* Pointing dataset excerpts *
###
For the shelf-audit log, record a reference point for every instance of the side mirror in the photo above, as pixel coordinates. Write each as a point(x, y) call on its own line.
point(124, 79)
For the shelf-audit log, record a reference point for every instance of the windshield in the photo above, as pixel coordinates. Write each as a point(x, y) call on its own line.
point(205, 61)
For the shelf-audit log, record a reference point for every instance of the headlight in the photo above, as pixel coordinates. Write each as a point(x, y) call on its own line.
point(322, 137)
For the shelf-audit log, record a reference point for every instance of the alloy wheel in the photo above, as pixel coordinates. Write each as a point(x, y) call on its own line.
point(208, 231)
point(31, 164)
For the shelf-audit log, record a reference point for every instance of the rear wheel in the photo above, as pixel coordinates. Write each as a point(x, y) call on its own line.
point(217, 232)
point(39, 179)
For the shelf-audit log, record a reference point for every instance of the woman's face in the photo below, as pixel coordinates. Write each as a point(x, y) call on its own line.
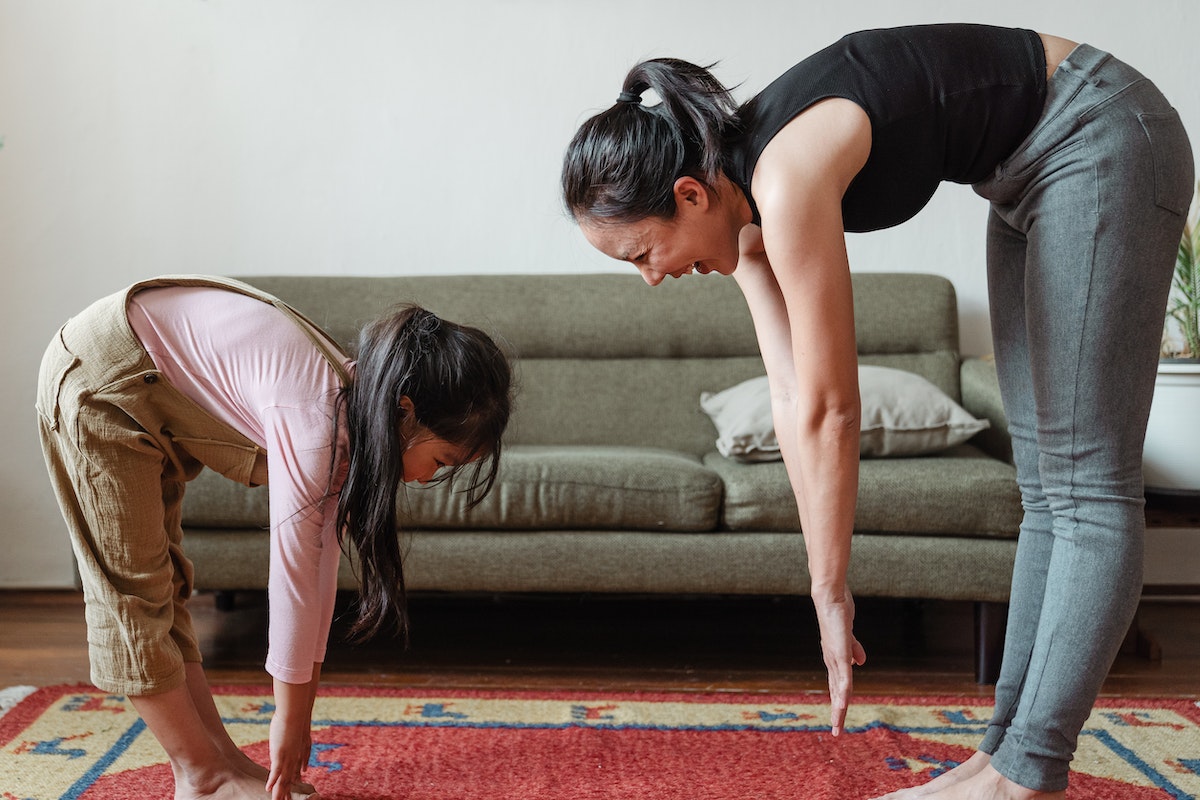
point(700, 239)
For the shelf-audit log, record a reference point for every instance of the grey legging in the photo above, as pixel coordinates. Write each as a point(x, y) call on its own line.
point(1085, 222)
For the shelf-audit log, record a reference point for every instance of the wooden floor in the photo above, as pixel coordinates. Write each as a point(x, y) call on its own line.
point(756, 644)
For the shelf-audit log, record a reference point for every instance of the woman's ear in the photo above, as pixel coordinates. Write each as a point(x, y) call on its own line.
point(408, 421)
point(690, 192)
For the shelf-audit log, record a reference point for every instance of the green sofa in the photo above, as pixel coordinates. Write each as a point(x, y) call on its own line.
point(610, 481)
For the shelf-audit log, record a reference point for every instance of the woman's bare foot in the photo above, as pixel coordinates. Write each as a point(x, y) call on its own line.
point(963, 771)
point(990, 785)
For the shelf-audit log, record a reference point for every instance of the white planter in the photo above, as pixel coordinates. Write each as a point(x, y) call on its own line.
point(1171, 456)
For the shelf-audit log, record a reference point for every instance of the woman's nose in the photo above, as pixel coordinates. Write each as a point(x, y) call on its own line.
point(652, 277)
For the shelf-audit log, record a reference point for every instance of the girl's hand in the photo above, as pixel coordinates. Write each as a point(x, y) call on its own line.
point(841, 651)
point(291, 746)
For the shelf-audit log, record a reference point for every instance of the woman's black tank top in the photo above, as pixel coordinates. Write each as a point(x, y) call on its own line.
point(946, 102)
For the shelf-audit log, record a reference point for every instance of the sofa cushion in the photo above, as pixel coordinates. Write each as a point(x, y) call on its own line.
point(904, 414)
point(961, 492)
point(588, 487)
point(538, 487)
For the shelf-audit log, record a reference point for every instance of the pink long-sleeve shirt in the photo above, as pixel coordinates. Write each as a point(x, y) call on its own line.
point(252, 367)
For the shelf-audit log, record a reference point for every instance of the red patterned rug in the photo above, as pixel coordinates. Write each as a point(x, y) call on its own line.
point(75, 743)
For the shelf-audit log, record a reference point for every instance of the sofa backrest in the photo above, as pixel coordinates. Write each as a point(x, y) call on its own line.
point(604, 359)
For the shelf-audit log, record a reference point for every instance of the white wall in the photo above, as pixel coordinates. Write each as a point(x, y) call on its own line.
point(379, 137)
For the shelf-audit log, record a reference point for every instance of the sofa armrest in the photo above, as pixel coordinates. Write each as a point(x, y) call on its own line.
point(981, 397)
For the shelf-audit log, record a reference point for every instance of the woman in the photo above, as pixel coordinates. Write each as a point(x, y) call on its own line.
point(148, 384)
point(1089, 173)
###
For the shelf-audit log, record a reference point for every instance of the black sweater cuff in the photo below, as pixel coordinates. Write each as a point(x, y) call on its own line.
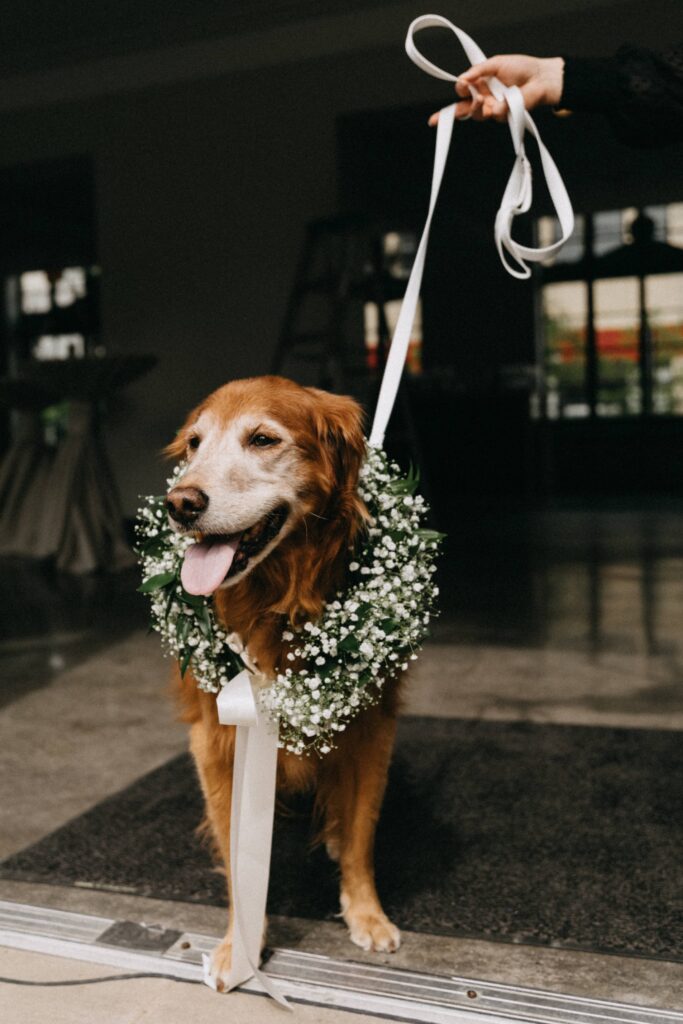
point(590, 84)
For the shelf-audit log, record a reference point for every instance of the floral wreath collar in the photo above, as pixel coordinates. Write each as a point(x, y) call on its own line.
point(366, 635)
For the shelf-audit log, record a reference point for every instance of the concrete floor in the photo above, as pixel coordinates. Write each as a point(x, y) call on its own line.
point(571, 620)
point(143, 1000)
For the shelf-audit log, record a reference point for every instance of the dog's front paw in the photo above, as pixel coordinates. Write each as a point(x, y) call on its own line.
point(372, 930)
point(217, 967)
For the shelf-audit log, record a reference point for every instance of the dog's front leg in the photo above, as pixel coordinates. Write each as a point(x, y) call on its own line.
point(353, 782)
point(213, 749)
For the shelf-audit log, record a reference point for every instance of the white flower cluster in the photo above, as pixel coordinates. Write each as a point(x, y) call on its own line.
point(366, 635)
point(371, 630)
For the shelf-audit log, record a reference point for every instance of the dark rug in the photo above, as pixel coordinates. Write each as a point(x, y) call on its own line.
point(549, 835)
###
* Task to complete *
Rewrite the records starting with the line that contains "of the headlight" and going on through the line that contains "point(690, 192)", requests included, shifting every pixel coordinate in the answers by adding 43. Leave the pictures out.

* Problem solution *
For the shelf-audit log, record a reference point for every instance of the headlight in the photo above, as pixel coordinates. Write each as a point(x, y) call on its own line.
point(365, 180)
For the shelf-audit log, record a reference point for every instance of the alloy wheel in the photo above, as pixel coordinates. Write each as a point(x, y) call on its own line.
point(251, 274)
point(74, 207)
For the shelf-audit log, record a reference point for every instance of the rear wheel in the photo above, as pixel coordinates. Write each as a point(x, y) call on its own line.
point(260, 275)
point(82, 222)
For the shelf-audit log, record a reference point for every instance of the woman's face in the photo below, as pixel coordinates. Write each as a point(x, y) call on its own line.
point(743, 282)
For the shelf-audit log, record a reference point for every instance of the grey legging in the photo above, as pixel coordinates. Write each as a point(x, y) call on its own line.
point(1128, 265)
For the shelf-audit log, record a reference point for every instance of the wooden floor in the photo above, as pixel coordinates. Write each as a point(x, y) call on its own line.
point(799, 687)
For the shelf-audit log, record a reference point for every instance of the woman's ear in the photo above, as pixel coordinates. Write each as a point(x, y) call on its own line.
point(451, 464)
point(733, 235)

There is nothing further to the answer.